## Work to complete
Report every line in the records below that contains the string "distant", matching case exactly.

Dataset rows showing where objects appear:
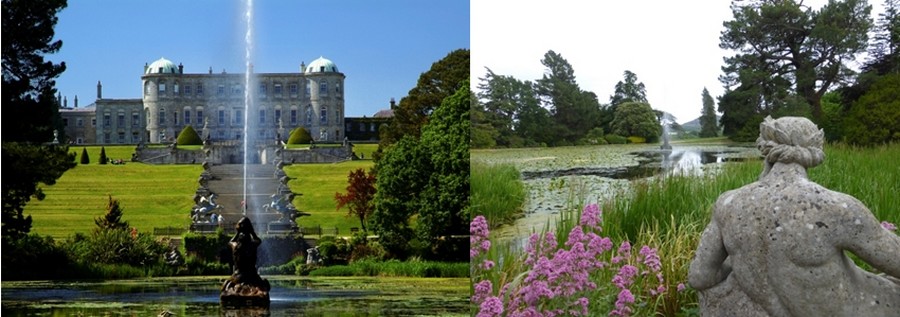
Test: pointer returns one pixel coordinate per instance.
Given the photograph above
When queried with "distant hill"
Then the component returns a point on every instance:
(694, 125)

---

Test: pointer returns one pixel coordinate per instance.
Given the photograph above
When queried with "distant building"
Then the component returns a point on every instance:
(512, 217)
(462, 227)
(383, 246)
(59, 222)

---

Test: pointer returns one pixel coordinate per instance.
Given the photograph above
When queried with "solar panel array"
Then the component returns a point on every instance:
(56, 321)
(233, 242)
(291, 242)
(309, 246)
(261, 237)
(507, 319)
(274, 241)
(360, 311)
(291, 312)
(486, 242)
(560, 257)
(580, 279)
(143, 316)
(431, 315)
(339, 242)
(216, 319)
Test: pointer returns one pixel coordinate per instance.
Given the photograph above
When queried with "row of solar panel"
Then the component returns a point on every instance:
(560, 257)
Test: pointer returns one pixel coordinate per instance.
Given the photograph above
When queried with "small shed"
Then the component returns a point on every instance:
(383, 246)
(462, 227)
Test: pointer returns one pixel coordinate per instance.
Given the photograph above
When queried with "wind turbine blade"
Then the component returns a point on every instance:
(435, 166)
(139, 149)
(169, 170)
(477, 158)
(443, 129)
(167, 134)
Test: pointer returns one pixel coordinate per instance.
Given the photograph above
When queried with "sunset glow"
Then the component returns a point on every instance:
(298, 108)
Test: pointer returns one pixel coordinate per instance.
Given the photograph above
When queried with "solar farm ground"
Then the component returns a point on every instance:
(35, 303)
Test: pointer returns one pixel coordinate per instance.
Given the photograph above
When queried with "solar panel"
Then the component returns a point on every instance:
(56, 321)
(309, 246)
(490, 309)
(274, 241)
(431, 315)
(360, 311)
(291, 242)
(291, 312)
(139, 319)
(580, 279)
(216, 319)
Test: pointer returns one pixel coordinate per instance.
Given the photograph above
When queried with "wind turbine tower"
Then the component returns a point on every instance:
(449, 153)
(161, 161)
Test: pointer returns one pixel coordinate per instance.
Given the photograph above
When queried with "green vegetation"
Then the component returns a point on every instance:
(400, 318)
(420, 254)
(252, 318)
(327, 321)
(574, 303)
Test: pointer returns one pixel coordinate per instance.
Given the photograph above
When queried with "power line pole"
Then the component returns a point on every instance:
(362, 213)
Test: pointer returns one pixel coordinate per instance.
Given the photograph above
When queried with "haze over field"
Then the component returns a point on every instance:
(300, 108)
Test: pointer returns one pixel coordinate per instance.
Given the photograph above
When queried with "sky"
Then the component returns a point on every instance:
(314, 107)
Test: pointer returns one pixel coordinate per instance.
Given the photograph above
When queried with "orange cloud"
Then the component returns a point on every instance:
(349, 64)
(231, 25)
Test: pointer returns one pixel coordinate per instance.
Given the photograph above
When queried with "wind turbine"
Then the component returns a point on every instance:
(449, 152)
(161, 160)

## Task response
When queried with "distant hill"
When queried with "distant building"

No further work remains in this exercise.